Identify each line in the listing below that contains the string "pole" and copy those lines out in full. Matching is case-sensitive.

# Start of Dataset extract

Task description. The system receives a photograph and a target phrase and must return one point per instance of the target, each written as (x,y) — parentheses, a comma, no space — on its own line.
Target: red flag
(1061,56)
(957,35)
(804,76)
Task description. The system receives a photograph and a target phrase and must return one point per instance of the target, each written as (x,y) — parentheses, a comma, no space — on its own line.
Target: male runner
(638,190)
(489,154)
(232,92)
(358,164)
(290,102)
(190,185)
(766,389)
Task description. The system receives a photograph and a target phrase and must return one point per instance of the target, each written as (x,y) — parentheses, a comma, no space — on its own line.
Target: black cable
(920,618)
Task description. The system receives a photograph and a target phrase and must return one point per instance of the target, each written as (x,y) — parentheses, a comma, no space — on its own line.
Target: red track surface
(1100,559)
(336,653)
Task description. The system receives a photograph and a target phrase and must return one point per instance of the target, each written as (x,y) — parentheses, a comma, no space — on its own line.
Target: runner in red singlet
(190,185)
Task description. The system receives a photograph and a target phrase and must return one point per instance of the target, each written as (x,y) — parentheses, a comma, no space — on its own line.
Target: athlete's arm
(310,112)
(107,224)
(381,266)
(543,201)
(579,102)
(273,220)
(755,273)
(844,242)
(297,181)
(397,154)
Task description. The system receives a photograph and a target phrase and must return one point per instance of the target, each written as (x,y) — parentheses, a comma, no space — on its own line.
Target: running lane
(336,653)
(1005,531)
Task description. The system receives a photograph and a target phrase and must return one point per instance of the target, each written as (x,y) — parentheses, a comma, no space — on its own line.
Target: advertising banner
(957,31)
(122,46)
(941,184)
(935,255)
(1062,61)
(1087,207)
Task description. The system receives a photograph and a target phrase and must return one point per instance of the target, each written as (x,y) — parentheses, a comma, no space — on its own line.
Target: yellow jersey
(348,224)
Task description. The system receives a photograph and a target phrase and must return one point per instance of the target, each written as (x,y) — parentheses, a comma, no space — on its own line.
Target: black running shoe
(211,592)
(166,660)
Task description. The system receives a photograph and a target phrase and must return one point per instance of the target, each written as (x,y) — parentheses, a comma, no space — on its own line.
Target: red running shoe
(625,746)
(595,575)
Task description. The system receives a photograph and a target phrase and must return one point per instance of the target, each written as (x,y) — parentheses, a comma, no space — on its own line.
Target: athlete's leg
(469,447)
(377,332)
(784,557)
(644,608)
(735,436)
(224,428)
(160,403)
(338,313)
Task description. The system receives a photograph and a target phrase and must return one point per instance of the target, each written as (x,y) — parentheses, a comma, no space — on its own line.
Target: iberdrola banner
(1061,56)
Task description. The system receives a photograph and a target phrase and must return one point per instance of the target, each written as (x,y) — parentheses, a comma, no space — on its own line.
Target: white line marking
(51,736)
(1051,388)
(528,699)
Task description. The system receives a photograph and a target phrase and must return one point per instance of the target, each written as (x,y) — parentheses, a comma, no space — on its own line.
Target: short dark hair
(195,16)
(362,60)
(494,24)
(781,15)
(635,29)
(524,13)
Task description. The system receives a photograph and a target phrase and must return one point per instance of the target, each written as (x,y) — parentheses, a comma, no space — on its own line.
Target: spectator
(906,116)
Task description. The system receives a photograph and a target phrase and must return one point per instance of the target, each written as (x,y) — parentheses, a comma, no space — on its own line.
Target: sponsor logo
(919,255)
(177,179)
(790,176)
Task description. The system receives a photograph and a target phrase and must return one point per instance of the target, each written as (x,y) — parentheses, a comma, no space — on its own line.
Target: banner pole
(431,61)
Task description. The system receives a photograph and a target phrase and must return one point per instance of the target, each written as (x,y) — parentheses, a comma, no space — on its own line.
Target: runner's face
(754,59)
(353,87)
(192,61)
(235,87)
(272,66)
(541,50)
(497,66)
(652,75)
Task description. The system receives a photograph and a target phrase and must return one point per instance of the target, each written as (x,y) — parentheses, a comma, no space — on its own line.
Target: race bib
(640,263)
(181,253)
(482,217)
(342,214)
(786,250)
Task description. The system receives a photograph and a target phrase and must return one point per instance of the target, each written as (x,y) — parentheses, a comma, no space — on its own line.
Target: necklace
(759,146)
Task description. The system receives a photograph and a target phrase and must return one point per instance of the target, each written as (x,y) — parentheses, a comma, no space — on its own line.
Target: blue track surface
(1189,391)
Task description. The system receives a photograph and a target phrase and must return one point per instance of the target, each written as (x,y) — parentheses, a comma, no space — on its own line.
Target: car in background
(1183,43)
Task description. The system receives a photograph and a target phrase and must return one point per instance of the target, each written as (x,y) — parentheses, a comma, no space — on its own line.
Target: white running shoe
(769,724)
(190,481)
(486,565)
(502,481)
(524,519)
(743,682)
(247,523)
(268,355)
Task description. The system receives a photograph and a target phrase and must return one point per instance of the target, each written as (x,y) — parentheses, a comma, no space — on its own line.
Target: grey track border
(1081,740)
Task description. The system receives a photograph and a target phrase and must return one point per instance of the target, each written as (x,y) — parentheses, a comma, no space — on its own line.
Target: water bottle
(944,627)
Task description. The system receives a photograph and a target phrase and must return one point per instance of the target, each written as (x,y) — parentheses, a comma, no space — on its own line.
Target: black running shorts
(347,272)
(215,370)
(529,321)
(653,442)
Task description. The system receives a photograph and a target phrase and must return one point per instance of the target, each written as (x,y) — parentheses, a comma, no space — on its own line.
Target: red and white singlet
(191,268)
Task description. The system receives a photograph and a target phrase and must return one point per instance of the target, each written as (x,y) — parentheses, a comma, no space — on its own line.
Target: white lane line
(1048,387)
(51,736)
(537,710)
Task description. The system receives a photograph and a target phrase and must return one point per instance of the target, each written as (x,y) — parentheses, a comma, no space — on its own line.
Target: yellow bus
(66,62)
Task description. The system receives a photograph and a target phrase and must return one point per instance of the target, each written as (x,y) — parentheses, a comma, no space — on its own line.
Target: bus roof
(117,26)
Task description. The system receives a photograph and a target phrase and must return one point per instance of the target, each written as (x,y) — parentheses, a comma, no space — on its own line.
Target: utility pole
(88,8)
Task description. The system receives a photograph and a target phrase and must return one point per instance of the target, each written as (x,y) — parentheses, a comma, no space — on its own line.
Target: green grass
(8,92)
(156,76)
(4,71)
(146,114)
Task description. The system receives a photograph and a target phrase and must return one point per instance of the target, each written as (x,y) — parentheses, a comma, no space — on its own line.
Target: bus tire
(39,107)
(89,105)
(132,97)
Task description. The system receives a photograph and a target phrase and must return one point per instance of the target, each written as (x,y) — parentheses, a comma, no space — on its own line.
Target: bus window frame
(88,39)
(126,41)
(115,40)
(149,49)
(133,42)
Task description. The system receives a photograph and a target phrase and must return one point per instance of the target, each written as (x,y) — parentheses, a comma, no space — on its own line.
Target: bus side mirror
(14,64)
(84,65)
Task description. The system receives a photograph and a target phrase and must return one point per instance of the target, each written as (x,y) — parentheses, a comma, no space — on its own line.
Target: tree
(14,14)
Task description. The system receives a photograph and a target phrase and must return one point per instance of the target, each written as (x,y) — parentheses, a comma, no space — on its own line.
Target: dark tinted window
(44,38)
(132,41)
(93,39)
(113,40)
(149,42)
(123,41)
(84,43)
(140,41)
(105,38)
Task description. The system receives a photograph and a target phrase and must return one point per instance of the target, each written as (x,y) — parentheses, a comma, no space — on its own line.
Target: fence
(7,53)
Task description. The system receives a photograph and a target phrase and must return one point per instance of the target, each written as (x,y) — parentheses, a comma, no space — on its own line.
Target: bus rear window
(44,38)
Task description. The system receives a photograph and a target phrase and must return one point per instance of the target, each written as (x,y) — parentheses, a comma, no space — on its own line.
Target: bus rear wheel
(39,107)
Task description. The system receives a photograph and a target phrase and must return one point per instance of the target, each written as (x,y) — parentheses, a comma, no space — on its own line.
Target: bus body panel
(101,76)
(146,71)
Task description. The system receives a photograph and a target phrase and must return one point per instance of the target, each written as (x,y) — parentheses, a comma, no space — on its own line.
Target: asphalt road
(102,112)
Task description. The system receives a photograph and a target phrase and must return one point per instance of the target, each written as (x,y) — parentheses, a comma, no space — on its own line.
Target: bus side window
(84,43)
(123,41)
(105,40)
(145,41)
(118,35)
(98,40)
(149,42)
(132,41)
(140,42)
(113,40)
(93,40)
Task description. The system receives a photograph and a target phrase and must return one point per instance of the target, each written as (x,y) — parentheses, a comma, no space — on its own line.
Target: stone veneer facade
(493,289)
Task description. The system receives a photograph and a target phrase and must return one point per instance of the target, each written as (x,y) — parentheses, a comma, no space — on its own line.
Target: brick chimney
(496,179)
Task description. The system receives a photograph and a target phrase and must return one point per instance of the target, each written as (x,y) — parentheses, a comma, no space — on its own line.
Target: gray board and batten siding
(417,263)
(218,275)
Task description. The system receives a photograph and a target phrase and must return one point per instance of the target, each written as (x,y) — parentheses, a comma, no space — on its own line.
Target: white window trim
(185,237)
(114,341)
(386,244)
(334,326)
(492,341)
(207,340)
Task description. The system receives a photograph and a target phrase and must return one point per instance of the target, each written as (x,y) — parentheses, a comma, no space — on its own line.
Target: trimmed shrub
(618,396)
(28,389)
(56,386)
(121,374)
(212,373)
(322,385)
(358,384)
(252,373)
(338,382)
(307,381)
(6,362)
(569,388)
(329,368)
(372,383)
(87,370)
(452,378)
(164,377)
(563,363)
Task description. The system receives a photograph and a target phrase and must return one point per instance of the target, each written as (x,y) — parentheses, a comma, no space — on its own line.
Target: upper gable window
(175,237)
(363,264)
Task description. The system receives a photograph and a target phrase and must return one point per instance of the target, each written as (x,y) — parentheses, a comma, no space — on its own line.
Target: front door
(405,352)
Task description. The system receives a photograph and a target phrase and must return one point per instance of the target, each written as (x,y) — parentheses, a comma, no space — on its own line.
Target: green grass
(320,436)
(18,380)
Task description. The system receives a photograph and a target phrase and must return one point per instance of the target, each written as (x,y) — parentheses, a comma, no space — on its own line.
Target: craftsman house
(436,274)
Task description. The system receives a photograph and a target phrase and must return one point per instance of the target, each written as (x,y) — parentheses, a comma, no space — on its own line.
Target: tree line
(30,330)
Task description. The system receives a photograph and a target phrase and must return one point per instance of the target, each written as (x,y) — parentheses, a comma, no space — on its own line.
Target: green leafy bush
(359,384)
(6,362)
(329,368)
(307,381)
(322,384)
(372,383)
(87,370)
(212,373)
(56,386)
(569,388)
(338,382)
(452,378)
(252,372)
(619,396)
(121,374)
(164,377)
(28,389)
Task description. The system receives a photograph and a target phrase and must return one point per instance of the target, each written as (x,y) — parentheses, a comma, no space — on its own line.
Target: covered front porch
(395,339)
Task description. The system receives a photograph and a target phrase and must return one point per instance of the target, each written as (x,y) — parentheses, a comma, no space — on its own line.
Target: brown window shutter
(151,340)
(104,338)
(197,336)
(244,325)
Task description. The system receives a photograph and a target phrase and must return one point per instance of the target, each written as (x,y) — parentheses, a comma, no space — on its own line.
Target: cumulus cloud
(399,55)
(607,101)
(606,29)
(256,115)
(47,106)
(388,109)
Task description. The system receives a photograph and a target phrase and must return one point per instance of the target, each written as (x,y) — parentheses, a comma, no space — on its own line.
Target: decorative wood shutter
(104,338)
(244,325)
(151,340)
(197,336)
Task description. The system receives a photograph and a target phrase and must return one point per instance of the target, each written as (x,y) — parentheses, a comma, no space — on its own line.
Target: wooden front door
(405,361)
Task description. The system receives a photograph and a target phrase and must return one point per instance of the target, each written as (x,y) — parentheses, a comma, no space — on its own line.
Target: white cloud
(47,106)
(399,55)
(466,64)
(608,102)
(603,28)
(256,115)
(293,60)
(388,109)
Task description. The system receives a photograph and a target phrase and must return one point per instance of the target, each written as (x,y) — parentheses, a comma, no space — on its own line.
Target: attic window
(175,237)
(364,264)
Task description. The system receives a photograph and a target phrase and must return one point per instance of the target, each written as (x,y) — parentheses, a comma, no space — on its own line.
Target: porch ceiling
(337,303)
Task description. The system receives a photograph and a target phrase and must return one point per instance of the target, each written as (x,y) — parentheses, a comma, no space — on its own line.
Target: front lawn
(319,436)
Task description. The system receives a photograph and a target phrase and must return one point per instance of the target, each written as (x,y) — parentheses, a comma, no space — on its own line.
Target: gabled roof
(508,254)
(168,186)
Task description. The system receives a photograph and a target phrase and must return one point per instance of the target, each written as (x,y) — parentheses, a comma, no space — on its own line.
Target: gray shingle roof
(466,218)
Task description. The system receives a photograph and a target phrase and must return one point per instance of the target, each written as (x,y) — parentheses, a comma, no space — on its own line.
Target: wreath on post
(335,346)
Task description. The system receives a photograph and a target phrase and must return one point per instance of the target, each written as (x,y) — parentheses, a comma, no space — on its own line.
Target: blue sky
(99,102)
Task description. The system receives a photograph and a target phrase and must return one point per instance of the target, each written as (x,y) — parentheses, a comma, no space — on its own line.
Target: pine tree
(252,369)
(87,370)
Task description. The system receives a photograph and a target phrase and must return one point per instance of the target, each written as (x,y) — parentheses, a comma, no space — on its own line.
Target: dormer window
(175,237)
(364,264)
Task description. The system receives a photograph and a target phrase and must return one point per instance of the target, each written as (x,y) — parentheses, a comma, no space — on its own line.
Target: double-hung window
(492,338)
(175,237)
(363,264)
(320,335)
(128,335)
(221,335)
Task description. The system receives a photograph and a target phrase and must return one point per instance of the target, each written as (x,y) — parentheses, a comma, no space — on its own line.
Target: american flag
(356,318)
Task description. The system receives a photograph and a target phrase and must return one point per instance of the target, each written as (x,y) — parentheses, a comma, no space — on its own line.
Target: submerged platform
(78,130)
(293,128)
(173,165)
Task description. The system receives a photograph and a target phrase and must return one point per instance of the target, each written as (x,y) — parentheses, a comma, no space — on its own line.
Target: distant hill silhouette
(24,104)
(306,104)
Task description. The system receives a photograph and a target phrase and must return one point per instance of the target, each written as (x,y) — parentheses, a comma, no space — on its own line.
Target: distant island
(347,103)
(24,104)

# End of Dataset extract

*Response to this exercise:*
Target: banner pole
Target: utility pole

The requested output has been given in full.